** Opening Exercise text block **

Who better to inspire young men in the grips of addiction to take a leap of faith and embark on a quest of recovery then a young man. Addicts and alcoholics – seemingly by nature – feel disconnected from the world around them; such individuals convince themselves that no one else can understand their struggle. As a result, men and women battling the disease consider the desolate course they are on as being the only option. Even when friends and family encourage a loved one to seek help, their pleas can fall on deaf ears.
The sad and unfortunate reality is that too many people believe recovery is impossible. Alternatively, if it is attainable, thoughts of not having what it takes abound; they become convinced that their disease is too advanced or worse, they do not deserve freedom from the scourge of addiction. Driven by countless forms of guilt, shame, and regret, some will spurn recovery services and continue on a path typified by self-defeating and destructive behaviors.

** Closing Exercise text block **
** Opening Recorded information block **

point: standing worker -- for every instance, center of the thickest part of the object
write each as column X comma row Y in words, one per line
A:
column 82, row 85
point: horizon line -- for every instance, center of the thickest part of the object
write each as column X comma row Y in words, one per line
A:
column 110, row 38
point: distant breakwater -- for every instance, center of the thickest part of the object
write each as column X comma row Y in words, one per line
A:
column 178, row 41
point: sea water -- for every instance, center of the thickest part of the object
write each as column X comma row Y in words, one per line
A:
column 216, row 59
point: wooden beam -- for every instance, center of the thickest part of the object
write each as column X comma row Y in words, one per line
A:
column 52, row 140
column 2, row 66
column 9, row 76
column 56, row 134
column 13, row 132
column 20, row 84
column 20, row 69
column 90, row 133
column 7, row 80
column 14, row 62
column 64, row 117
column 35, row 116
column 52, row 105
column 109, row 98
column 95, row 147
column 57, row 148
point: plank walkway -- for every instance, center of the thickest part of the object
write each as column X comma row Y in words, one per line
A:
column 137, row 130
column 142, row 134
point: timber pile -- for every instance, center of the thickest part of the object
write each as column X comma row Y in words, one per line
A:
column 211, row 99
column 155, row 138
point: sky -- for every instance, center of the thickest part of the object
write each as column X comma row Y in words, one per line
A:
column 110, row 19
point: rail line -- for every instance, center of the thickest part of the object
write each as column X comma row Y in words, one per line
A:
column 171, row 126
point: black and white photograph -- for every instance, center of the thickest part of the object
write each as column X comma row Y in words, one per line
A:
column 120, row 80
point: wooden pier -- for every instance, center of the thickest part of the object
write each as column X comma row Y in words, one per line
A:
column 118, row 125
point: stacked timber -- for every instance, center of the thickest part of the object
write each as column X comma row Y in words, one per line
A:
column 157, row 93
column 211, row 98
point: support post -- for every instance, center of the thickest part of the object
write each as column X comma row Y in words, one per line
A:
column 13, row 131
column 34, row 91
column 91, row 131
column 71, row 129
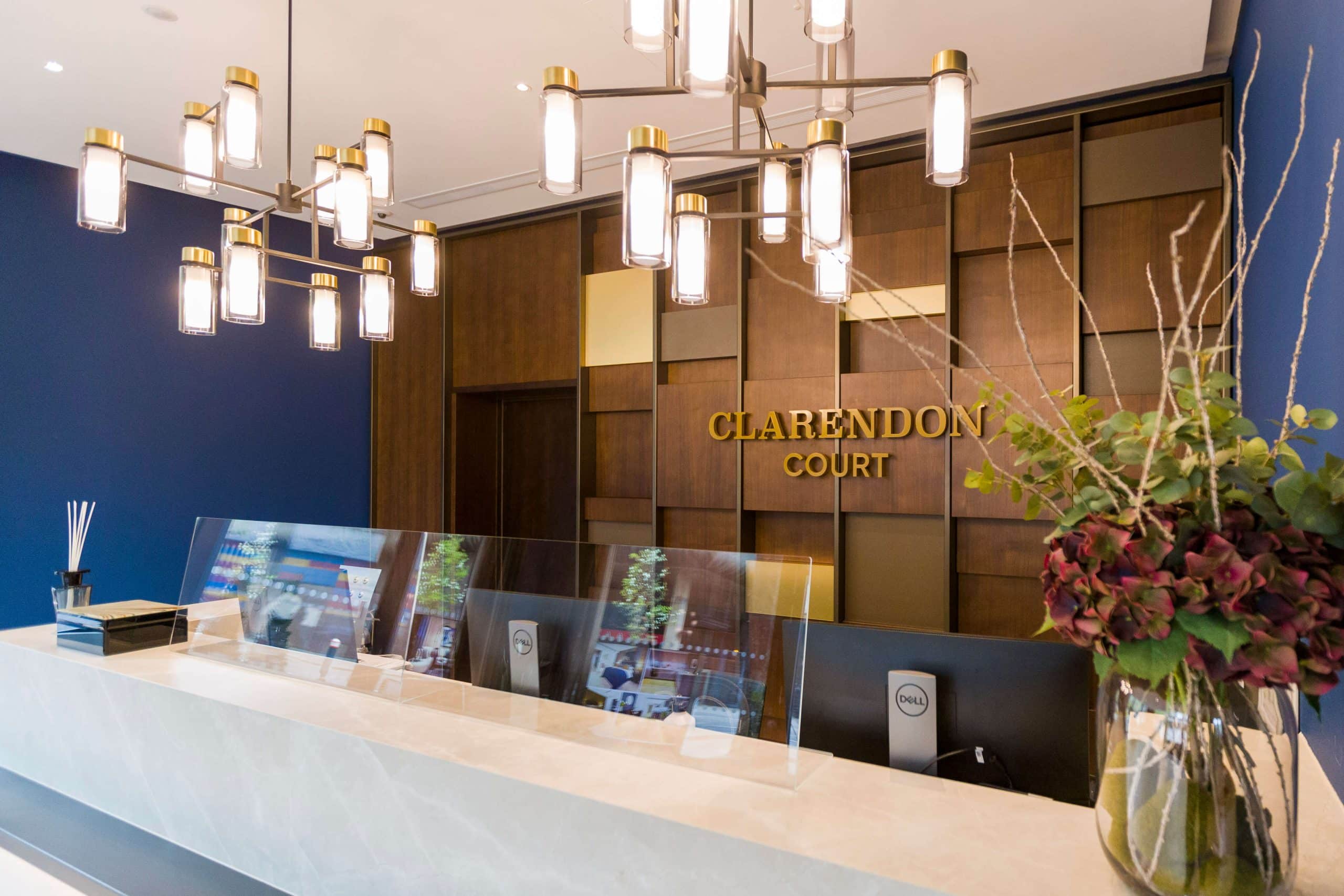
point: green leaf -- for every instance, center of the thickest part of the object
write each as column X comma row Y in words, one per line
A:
column 1215, row 629
column 1323, row 418
column 1288, row 489
column 1171, row 491
column 1152, row 660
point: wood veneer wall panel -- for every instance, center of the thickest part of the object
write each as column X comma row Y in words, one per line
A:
column 624, row 448
column 1045, row 168
column 790, row 332
column 503, row 282
column 622, row 387
column 695, row 471
column 407, row 412
column 1045, row 304
column 765, row 486
column 1121, row 239
column 699, row 529
column 915, row 480
column 967, row 456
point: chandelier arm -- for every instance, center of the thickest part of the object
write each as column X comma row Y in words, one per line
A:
column 848, row 82
column 175, row 170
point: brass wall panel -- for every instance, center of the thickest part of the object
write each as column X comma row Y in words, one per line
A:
column 896, row 571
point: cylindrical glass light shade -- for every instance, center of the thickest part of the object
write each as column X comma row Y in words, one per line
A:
column 709, row 38
column 102, row 182
column 647, row 207
column 353, row 201
column 425, row 258
column 375, row 300
column 774, row 198
column 244, row 288
column 828, row 20
column 562, row 133
column 835, row 61
column 832, row 277
column 378, row 159
column 690, row 250
column 323, row 313
column 648, row 25
column 948, row 127
column 197, row 150
column 324, row 167
column 826, row 190
column 239, row 119
column 197, row 281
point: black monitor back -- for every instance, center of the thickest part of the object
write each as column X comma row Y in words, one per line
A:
column 1025, row 700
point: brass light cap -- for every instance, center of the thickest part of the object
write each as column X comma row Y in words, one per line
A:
column 560, row 77
column 692, row 203
column 826, row 129
column 349, row 156
column 241, row 76
column 105, row 138
column 245, row 236
column 648, row 138
column 949, row 61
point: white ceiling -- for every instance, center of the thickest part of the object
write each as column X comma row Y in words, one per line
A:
column 444, row 75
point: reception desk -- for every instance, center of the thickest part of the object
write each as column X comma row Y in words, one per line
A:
column 318, row 790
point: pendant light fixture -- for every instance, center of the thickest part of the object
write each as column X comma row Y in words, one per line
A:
column 425, row 258
column 826, row 190
column 353, row 199
column 709, row 37
column 827, row 20
column 948, row 123
column 773, row 181
column 102, row 182
column 648, row 25
column 346, row 186
column 323, row 313
column 378, row 159
column 324, row 170
column 239, row 119
column 244, row 277
column 831, row 277
column 562, row 132
column 198, row 150
column 647, row 207
column 198, row 281
column 691, row 250
column 375, row 300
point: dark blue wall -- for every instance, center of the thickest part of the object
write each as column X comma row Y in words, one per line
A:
column 1278, row 273
column 104, row 399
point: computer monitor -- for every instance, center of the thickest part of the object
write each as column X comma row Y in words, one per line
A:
column 1026, row 702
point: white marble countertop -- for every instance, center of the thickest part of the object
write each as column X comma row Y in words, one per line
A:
column 848, row 828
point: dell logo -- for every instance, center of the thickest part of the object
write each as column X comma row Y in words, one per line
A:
column 911, row 700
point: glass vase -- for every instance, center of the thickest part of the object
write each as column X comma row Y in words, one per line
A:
column 1198, row 785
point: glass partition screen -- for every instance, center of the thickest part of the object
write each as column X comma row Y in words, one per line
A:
column 667, row 653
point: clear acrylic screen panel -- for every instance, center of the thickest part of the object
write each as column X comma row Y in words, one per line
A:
column 683, row 656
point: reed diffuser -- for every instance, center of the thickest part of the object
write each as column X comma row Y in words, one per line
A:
column 73, row 592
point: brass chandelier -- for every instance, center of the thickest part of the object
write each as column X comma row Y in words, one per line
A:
column 347, row 184
column 707, row 57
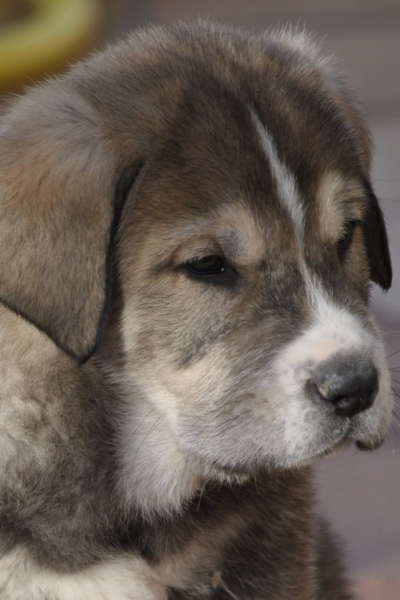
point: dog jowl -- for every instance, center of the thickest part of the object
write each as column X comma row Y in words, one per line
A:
column 188, row 238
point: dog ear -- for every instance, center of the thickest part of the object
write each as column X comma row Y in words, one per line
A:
column 376, row 242
column 59, row 204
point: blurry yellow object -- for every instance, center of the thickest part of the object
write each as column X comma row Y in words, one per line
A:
column 52, row 34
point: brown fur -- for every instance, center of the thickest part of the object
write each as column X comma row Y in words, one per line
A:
column 113, row 178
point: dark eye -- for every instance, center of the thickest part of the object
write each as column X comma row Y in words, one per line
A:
column 345, row 241
column 211, row 269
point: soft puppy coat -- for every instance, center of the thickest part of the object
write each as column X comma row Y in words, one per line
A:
column 188, row 234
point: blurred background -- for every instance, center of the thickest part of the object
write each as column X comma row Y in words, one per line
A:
column 360, row 493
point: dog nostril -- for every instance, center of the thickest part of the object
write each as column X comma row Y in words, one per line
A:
column 350, row 385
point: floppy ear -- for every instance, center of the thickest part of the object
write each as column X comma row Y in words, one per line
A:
column 59, row 203
column 376, row 242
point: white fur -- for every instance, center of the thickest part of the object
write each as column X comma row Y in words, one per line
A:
column 122, row 578
column 284, row 179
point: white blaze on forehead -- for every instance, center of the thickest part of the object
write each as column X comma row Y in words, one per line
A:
column 285, row 181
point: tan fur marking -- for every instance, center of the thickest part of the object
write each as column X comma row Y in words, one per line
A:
column 339, row 200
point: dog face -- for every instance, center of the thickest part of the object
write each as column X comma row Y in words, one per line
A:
column 223, row 182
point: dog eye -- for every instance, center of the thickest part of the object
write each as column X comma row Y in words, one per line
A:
column 345, row 241
column 210, row 268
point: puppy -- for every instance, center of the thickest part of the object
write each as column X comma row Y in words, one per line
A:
column 188, row 234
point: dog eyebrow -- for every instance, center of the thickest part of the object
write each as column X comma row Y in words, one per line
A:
column 285, row 180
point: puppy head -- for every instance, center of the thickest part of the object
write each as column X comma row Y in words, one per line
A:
column 226, row 178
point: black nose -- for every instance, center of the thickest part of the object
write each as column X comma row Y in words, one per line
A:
column 349, row 383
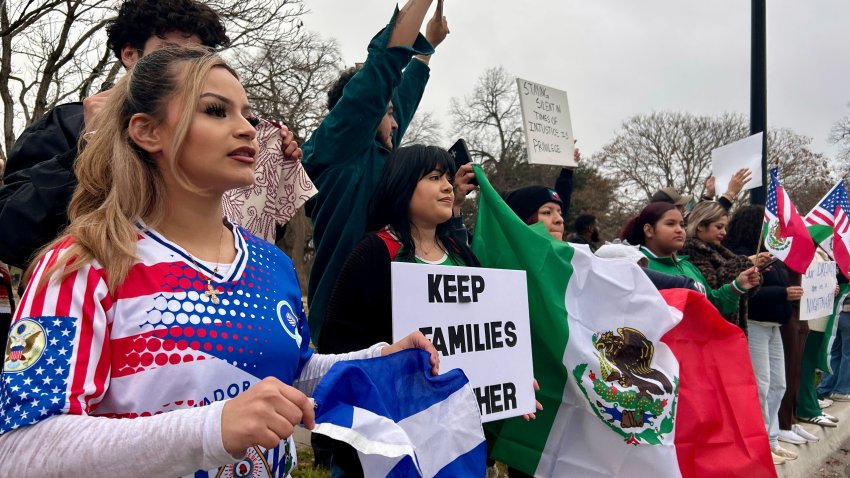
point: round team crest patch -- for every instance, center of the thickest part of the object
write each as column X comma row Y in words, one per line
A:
column 635, row 400
column 25, row 346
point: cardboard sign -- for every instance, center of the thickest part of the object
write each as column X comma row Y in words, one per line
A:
column 727, row 160
column 477, row 320
column 818, row 290
column 546, row 121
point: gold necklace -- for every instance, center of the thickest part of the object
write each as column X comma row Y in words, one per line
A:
column 211, row 292
column 429, row 251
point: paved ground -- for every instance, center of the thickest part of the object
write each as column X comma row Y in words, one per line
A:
column 837, row 465
column 828, row 458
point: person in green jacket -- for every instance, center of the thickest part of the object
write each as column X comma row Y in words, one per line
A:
column 370, row 107
column 660, row 231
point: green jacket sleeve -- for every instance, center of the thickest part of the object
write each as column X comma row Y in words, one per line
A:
column 724, row 299
column 349, row 129
column 408, row 95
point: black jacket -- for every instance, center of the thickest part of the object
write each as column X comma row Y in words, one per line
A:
column 38, row 183
column 770, row 303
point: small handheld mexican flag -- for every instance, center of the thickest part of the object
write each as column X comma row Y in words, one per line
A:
column 633, row 383
column 829, row 225
column 785, row 234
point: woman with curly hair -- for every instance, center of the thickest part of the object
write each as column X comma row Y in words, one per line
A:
column 769, row 308
column 705, row 231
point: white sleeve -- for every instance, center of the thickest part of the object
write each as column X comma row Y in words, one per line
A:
column 319, row 364
column 169, row 444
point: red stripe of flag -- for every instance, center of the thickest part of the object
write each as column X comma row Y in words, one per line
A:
column 84, row 345
column 823, row 217
column 38, row 298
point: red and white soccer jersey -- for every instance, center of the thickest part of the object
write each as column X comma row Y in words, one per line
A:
column 159, row 343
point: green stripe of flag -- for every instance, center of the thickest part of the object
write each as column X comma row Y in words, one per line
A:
column 515, row 441
column 819, row 232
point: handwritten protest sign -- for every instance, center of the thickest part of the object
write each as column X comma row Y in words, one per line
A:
column 818, row 290
column 477, row 320
column 546, row 121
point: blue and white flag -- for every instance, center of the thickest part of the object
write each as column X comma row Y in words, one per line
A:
column 402, row 420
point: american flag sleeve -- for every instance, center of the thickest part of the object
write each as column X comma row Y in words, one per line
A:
column 57, row 358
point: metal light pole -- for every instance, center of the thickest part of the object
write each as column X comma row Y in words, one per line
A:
column 758, row 91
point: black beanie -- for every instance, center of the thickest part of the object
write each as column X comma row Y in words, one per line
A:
column 526, row 201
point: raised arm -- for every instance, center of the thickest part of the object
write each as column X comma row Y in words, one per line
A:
column 349, row 128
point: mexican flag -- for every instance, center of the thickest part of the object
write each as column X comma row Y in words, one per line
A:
column 633, row 383
column 785, row 234
column 825, row 354
column 829, row 225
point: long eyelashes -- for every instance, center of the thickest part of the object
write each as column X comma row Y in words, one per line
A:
column 220, row 111
column 216, row 109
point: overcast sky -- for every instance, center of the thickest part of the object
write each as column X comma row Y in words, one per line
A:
column 618, row 58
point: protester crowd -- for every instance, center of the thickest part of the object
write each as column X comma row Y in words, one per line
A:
column 115, row 209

** Closing Recorded information block **

§ What you will do
[A] Check each statement against the text on addiction recovery and say whether it agrees: (i) Addicts and alcoholics tend to feel cut off from the world around them. (ii) Pleas from friends and family always persuade a loved one to get help. (iii) Some people are convinced they do not deserve freedom from addiction. For each, answer yes or no and quote the deciding words.
[B] Write the next part of the text on addiction recovery, picking up after its last sentence.

§ Expected results
[A]
(i) Yes: "feel disconnected from the world around them"
(ii) No: "their pleas can fall on deaf ears"
(iii) Yes: "they do not deserve freedom from the scourge of addiction"

[B]
In many ways, it is more onerous to encourage young men and women to seek treatment. College-aged persons have a difficult time believing that they meet the criteria for addiction, even in the face of life spinning more and more out of control. It is easy to persuade one’s self that you are too young to have drunk and drugged yourself to the point of developing a progressive, incurable disease. Young folk who’ve seen movies with recovery themes, picture older people sitting in circles identifying as addicts and alcoholics; when applying the images they have in their head to their reality, it can be grueling to relate.
There are some young people, meeting the criteria for a use disorder, who have a hard time reconciling with the fact that recovery means total abstinence. Explaining to someone in their twenties that a fulfilling and productive life depends on never drinking or drugging again (among other things), is news that some struggle to welcome. The disease, while inanimate, is always pushing people away from making decisions that are in one’s best interest. Even those looking up at the bottom of despair will put limits on the sacrifices they are willing to make to lead a healthy life.
Not everyone who needs addiction treatment is willing to admit it to him or herself. Perhaps the most significant paradox of addiction that people who appear to have lost everything think that they can stand to lose more before they surrender. The lengths a person will go to continue down a path toward almost certain death is astonishing. Even in the 21st Century, in a country devastated by an overdose death toll, addicts and alcoholics persuade themselves into thinking that it can’t happen to them; such people consider themselves somehow different.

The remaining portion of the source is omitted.